What you will do
Retype the items word for word, beginning with the line that contains "Find the dog's" and continuing through the line that contains "[[[944,33],[954,41],[997,51],[1007,24],[1007,0],[947,0]]]", both included.

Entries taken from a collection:
= = = = =

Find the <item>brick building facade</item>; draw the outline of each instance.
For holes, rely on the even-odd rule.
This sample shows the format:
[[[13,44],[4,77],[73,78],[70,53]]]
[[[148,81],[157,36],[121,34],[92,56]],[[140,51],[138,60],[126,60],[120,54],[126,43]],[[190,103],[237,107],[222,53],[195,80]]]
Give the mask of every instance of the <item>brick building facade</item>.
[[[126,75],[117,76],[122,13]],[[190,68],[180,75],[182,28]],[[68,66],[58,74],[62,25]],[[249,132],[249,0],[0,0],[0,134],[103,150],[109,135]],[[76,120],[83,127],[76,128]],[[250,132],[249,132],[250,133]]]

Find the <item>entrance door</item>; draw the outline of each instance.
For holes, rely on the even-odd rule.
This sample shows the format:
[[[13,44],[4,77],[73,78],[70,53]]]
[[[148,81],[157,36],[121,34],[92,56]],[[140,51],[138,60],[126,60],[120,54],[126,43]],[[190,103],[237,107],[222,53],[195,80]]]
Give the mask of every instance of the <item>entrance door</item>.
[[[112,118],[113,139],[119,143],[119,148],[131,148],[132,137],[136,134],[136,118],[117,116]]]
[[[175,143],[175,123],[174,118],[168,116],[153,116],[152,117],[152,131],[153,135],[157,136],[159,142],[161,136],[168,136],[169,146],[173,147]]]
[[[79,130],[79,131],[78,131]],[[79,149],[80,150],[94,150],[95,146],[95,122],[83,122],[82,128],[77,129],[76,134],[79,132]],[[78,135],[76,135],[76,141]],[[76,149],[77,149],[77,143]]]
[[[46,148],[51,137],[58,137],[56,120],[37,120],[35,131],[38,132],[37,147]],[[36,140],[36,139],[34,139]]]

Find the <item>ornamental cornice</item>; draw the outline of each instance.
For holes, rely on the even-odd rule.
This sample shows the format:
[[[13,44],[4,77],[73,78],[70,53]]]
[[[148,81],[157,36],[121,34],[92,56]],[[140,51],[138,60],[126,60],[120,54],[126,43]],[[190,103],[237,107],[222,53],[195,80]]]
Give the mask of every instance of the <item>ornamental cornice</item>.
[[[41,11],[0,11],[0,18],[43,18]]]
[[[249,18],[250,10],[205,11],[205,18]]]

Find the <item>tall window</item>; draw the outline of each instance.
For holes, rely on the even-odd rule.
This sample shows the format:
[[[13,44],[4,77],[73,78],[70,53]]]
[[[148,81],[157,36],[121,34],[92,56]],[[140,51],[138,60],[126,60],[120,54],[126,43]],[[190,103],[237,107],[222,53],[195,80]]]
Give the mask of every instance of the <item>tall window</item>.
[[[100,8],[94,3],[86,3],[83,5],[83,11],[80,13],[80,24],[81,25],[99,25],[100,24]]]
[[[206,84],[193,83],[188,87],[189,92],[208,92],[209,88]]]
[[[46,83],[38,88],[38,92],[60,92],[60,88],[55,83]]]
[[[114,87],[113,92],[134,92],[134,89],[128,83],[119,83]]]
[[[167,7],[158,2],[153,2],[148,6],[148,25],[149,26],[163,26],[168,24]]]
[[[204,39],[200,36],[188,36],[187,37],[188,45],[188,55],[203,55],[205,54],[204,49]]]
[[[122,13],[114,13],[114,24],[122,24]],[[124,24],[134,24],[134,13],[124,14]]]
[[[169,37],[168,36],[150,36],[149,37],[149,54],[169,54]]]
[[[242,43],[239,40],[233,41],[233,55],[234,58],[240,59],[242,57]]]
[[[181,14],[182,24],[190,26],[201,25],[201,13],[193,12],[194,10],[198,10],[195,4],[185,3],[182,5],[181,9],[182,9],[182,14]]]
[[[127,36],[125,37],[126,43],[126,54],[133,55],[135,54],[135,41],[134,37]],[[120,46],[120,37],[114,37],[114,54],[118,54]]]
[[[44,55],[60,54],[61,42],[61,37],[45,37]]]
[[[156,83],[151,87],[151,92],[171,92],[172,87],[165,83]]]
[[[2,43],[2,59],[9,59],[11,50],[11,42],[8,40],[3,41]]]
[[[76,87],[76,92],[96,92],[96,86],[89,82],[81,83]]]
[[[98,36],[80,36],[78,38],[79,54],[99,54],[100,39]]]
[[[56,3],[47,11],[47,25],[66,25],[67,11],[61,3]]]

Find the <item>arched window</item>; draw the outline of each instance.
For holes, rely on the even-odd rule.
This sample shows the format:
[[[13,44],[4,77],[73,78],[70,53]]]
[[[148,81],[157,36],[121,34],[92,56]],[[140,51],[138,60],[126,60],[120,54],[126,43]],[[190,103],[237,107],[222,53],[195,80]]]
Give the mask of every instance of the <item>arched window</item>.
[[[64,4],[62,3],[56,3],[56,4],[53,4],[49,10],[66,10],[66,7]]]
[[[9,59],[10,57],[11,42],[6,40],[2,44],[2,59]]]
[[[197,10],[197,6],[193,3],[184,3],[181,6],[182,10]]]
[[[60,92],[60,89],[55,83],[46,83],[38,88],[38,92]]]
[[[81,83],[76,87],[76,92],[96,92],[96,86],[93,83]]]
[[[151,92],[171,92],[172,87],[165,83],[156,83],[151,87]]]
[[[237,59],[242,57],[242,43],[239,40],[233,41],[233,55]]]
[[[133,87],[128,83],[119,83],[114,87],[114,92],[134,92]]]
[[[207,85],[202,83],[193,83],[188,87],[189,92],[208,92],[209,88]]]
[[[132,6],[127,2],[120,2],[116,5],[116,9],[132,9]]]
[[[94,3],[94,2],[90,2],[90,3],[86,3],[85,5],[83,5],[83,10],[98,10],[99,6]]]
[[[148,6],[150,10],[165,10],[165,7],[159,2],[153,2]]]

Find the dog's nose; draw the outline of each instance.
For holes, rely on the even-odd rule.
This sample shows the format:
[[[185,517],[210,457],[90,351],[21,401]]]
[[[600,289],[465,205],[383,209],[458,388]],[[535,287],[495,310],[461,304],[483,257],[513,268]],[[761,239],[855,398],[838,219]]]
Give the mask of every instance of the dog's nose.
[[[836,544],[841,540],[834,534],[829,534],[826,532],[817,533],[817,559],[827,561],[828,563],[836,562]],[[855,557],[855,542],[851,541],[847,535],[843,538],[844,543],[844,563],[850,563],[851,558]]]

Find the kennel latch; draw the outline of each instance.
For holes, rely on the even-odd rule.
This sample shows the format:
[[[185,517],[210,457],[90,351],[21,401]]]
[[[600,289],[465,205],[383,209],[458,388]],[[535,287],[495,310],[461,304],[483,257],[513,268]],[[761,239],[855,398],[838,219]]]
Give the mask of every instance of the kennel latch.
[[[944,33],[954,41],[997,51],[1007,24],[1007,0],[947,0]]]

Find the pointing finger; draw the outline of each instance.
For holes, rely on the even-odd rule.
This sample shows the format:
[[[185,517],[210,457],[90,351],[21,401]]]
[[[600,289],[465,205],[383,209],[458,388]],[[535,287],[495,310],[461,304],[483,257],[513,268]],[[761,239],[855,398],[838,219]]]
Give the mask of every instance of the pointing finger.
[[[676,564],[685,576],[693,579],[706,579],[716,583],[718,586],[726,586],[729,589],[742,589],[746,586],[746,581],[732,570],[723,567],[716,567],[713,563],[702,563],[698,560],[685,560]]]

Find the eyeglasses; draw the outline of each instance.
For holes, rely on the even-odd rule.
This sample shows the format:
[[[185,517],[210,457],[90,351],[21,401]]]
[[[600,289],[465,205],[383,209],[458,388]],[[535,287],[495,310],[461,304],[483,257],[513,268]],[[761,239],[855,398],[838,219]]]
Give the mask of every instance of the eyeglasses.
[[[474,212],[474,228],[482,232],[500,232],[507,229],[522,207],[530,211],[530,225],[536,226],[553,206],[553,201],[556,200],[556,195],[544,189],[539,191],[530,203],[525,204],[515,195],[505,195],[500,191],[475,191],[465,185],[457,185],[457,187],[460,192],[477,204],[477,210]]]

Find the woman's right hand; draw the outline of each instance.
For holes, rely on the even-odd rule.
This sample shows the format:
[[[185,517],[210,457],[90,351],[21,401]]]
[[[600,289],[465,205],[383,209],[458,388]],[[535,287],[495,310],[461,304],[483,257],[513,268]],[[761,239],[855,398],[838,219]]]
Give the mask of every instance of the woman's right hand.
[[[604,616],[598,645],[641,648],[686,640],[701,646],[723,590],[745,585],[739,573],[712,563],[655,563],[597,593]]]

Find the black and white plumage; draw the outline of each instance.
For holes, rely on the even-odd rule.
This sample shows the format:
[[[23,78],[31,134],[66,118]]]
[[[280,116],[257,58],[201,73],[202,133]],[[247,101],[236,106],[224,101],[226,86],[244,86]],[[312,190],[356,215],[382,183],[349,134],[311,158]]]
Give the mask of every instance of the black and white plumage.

= = = = =

The completed task
Find the dog's nose; draw the outline of each instance.
For holes, rely on the even-odd rule.
This sample shows the format:
[[[185,517],[210,457],[90,351],[21,401]]]
[[[600,289],[465,205],[383,209],[458,388]],[[535,287],[495,310],[461,304],[483,257],[513,268]],[[761,239],[855,398],[838,219]]]
Give the mask of every instance of the dog's nose.
[[[836,544],[841,540],[834,534],[829,534],[826,532],[817,533],[817,559],[827,561],[828,563],[836,562]],[[855,557],[855,542],[851,541],[847,535],[843,538],[844,543],[844,563],[850,563],[851,558]]]

Find the kennel latch; draw the outline of each instance.
For holes, rely on the even-odd rule.
This sample shows the format:
[[[185,517],[210,457],[90,351],[21,401]]]
[[[600,289],[465,205],[383,209],[458,388]],[[535,287],[495,310],[461,304],[483,257],[513,268]],[[761,239],[855,398],[838,219]]]
Give the mask of every instance of the kennel latch.
[[[944,33],[954,41],[997,51],[1007,24],[1007,0],[947,0]]]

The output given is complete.